*Belge bölümü:*

::::::::::

Futbolda Ampute dalında kazanılan zafer ne ilk ne son olacak
Futbolda Ampute dalında kazanılan zafer ne ilk ne son olacak
- 15-10-2017 10:40
- 408
- 15-10-2017 10:40
- 408
Futbolda Milli Takımın başarısızlığı bir anda engelli sporunu ön plana çıkardı.
Bu gerçeği hiç kimse inkâr edemez.
Öyle olmasaydı, ülkemizde yapılacak olan Ampute Futbol Şampiyonası eleme maçları Türkiye Futbol Federasyonu (TFF) Riva antrenman sahasında yapılır mıydı?
Sanmıyorum.
Ampute Milli Takımız finale yükselmese, takımımızın kaptanı, gazimiz Osman Çakmak kardeşimiz ‘Beşiktaş Vodafone Park’ta oynamak istiyoruz!’ çağrısı yapmasa sonuç böyle olur muydu?
Mümkün değil.
Öyle ise geriye ne kalıyor; ‘Biz sadece final maçları/başarı/mutluluklarında değil, ‘engel’ tanımayan kahramanların her daim yanlarında olmak zorundayız.
Peki bunu nasıl başaracağız?...
DERSLİK HAYAT HİKÂYELERİ
Öğrencilerimiz için bugünlerde lise (TEOG) ve üniversiteye giriş (YGS) sınav türü konuşuluyor.
Bu tartışmanın en önemli nedeni, gelecek neslimizin daha iyi şartlarda yetişmesini sağlamak.
Madem ülke insanımıza hizmet, öncelikleri görevlerimiz arasında yer almalı, öyle ise ne ‘laf’ ebeliğine, ne de ‘deneme’ yanılma ile zaman kaybetmeye vaktimiz var.
‘Bu konu ile engellilerin ne alakası var?’ şeklinde düşünülebilir.
Burada devreye yaşanmış hayat hikâyeleri giriyor.
Trafik kazasında ayağını kaybeden Alican, tarlada saman makinasına ayağını kaptıran Mehmet, doğuştan ayağı olmayan Feyyaz, Serkan ve Rahmi, yine doğuştan bir bacağı kısa olan Muhammet ve Ömer, beş yaşında trafik kazası sonucunda ayağını kaydeden Barış, motosiklet kazasında ayağını kaybeden Fatih, kazada ayağına taş düşen Kemal, doğuştan sağ kolu kısa olan Selim ve Şırnak’ta hain terör örgütlerinin döşediği mayına basınca sol ayağını kaybeden takım kaptanı Osman Çakmak.
Şimdi Ampute futbolunda Avrupa’ya meydan okumanın adı ‘Ayakla değil yürekle kazanılan şampiyonluk’ oluyor.
Ne olacak şimdi duygu dolu anları gözyaşlarıyla mı taçlandıracağız!
Varsın olsun.

::::::::::

*Görev:*
Ampute futboluyla ilgili yazıyı son cümlesinden sonra devam ettirin. Aşağıdaki satırlara gerek yok.

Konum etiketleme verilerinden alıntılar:
::::::::::

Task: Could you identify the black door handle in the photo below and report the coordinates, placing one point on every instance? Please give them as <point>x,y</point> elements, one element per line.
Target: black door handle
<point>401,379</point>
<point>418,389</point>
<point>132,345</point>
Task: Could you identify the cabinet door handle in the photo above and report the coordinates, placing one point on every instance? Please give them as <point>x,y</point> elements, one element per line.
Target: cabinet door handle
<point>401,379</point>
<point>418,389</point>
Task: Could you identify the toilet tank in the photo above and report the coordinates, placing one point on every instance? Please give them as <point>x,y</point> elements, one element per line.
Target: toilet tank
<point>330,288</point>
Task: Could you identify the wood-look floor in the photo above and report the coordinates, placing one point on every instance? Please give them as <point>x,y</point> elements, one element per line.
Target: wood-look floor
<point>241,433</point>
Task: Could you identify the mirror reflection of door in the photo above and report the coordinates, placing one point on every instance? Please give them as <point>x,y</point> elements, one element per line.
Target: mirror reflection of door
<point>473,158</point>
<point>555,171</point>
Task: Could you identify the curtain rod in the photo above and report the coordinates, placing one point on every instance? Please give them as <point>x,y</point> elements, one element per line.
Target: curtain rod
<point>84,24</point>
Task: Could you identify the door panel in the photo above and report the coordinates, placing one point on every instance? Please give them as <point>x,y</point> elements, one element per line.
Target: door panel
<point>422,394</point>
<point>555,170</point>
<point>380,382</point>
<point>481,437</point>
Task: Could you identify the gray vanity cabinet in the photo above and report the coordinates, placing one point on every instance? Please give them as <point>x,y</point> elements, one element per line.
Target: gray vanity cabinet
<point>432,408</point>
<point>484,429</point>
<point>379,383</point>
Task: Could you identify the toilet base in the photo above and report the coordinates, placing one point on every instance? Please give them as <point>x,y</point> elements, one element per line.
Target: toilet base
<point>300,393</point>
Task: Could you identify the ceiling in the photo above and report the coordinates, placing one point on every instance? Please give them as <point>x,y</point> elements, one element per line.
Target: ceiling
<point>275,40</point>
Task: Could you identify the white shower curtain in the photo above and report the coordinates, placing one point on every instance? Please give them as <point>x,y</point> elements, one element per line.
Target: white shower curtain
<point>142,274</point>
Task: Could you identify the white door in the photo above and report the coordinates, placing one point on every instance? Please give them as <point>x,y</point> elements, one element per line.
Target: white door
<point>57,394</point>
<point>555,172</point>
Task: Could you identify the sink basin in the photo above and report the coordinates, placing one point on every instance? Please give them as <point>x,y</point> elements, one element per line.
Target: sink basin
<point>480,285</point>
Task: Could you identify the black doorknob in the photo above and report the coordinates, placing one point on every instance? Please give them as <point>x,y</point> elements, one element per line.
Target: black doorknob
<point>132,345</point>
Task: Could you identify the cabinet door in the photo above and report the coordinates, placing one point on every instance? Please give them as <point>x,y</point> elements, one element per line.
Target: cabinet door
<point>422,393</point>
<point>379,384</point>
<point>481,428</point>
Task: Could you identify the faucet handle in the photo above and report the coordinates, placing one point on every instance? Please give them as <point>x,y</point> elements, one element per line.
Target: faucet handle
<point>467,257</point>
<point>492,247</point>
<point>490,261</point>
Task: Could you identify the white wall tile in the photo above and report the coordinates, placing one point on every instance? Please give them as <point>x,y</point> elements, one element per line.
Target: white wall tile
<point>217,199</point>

::::::::::

*Alıştırma cevabı:*
Bu hislerimizdeki bizi biz yapan merhamet duygusunun dışa yansıması.
Ülke insanımız bu samimi duygularını, 15 Temmuz gecesi harekete geçirip, hainlere karşı tanka / bombalara / silahlara karşı koyarak, kahramanlık destanı yazmadı mı?
Alnı öpülesi yiğitlere ne kadar teşekkür etsek azdır…
KİMLER SEVİNMEYİ VE ÖVÜNMEYİ HAKEDİYOR?
Ampute Avrupa Şampiyonluğu’nun kazanılmasıyla, ‘engeline’ rağmen özveri, fedakârlık ve başarı örneği sergileyen vatan evlatlarımızı yakından tanıma imkânı bulduk.
Halbuki sadece özel gün ve süreçlerin dışında kucak açmak gerekiyor, sadece ayakları dışında zihinsel, görme, işitme ve bedensel uzvunu kaybeden vatandaşlarımıza.
Onlara imkân ve görev verildiğinde neleri başarabileceklerini bizlere gösterdiler.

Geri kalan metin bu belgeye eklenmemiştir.